WHAT TO PRODUCE:
In duplicating the lines below, keep every word unchanged and drop the pictures.

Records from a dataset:
# # #

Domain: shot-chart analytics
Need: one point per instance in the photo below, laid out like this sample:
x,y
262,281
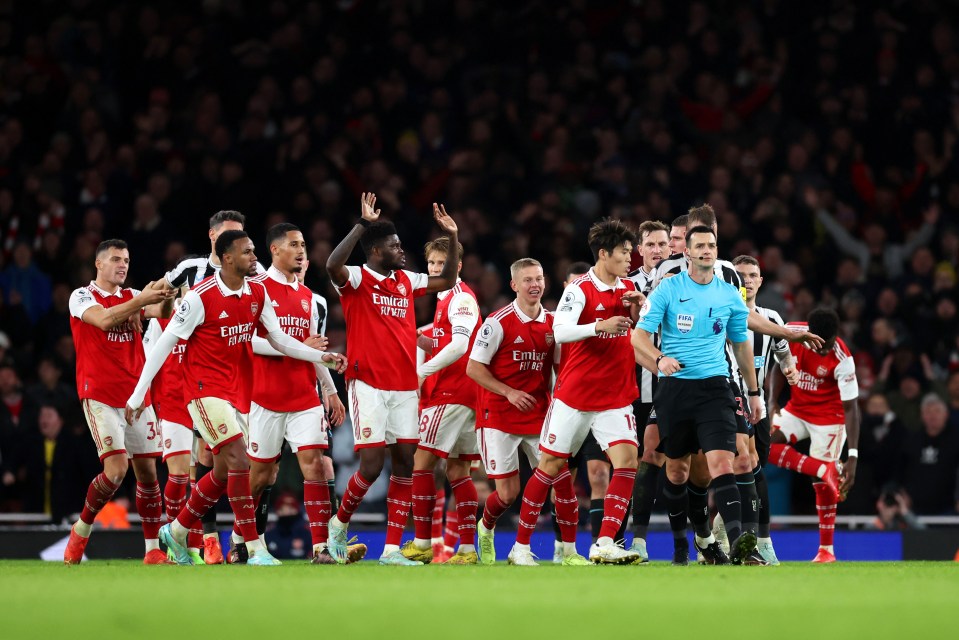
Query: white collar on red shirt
x,y
117,294
227,291
280,277
525,318
602,286
443,294
381,278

# # #

RESPONSE AREA:
Domain: shot-chart analytics
Need: one point per instance in the photo below, laid out like this sample:
x,y
262,281
Query: white collar on red shirt
x,y
117,294
227,291
280,277
525,318
602,286
443,294
381,278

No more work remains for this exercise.